Your task>
Without changing a character, return the entries, but not the images they hold.

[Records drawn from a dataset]
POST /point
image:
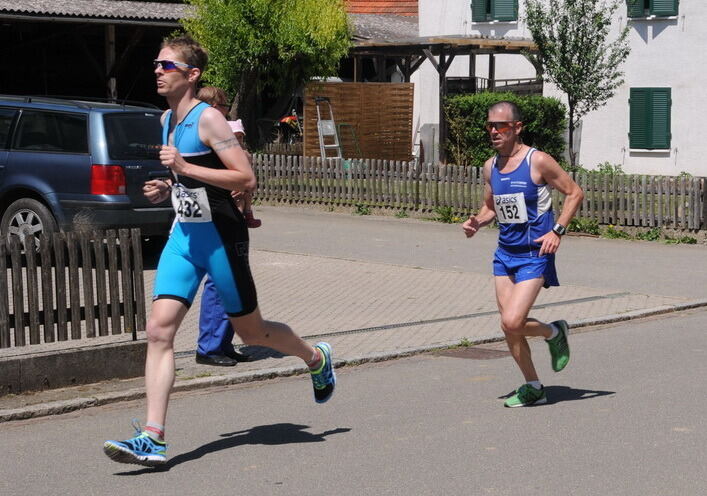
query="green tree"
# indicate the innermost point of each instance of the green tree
(576, 53)
(259, 47)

Task response>
POST /point
image:
query="green tree"
# indicate the innermost point of each instance of the green tree
(576, 53)
(259, 47)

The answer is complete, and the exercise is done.